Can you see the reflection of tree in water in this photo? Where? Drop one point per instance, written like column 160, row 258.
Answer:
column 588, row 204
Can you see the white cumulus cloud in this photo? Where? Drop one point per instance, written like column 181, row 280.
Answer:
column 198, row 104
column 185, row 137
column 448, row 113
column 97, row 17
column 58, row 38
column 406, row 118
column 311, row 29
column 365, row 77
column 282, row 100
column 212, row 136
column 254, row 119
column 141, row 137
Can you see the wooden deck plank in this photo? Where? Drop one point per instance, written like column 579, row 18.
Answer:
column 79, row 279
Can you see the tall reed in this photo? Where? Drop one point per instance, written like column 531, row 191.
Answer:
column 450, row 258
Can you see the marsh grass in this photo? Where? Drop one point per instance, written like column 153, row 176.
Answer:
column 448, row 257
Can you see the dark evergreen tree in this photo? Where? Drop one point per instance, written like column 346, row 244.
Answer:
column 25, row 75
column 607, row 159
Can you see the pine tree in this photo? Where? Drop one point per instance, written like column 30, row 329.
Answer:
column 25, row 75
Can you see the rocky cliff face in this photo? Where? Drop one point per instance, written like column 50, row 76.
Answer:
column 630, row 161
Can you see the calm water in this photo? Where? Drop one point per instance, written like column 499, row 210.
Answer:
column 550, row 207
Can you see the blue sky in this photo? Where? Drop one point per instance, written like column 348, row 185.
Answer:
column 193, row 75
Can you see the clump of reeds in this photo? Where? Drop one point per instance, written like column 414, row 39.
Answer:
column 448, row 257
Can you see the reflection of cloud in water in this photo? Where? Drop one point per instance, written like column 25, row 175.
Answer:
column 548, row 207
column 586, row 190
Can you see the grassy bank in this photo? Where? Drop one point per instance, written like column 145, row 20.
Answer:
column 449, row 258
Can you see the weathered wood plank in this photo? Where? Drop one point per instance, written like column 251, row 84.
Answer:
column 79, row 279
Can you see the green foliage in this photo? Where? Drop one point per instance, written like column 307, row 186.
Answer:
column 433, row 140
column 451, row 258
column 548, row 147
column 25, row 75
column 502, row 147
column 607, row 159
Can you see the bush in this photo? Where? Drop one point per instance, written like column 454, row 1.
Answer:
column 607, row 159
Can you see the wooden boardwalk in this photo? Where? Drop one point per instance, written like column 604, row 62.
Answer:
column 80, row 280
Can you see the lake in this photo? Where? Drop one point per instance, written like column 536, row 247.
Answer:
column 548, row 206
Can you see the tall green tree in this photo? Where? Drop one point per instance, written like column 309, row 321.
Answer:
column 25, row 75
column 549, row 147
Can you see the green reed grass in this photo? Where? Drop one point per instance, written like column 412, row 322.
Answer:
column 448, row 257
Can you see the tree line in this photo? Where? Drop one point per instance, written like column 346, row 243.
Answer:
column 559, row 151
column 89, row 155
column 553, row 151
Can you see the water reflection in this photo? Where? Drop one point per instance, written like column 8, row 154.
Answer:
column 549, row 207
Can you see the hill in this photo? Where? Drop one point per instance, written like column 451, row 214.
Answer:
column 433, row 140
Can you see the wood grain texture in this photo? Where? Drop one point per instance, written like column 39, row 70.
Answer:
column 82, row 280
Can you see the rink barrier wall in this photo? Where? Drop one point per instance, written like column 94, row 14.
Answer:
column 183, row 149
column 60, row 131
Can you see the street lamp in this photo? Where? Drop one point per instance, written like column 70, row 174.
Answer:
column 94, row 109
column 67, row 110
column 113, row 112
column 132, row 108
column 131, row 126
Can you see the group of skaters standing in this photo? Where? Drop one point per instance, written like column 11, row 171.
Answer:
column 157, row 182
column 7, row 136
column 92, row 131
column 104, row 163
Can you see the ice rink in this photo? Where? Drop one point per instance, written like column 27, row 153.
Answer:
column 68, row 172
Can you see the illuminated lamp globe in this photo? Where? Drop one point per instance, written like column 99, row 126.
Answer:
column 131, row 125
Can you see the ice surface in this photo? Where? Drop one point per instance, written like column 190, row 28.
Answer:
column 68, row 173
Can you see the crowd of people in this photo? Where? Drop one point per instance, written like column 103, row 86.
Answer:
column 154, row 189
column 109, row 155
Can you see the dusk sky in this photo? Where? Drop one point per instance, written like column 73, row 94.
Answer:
# # #
Once a line of the records is found to contain "reflection", copy it out.

Can you see the reflection of tree in water in this photo? Where? Drop one point per instance, written like column 160, row 258.
Can you see the reflection of cloud in water in this photo? Where? Drop one point per instance, written like column 25, row 175.
Can you see the water reflection in this photo? Where? Drop one point per instance, written like column 8, row 154.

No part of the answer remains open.